Records for this exercise ->

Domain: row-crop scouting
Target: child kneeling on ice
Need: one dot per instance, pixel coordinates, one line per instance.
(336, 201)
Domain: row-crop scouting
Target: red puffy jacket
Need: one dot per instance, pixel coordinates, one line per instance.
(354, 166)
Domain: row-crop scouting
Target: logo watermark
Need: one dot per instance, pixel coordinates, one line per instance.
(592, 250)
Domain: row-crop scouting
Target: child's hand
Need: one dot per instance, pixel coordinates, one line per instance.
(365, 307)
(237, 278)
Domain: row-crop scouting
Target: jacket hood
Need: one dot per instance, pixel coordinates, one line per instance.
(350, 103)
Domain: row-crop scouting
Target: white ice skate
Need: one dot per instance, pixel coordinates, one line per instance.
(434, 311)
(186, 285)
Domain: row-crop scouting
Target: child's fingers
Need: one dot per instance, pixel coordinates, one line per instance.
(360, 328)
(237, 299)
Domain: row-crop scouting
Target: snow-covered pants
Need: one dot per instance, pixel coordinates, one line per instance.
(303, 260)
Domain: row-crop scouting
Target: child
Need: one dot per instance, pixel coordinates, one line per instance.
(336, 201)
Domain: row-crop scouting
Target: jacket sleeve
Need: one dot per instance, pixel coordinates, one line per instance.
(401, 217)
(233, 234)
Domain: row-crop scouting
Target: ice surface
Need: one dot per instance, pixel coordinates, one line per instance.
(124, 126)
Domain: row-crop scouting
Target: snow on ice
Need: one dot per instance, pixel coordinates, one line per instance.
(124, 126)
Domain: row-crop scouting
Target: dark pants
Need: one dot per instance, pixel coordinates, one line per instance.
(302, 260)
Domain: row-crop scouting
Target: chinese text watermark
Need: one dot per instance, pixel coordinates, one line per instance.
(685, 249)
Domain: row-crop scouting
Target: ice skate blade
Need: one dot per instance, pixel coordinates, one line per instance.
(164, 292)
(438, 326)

Task goal -> Count how many lines in the entries above contain the string "skate", matching case exactly. Reply with the number alone.

Solution to the problem -> 2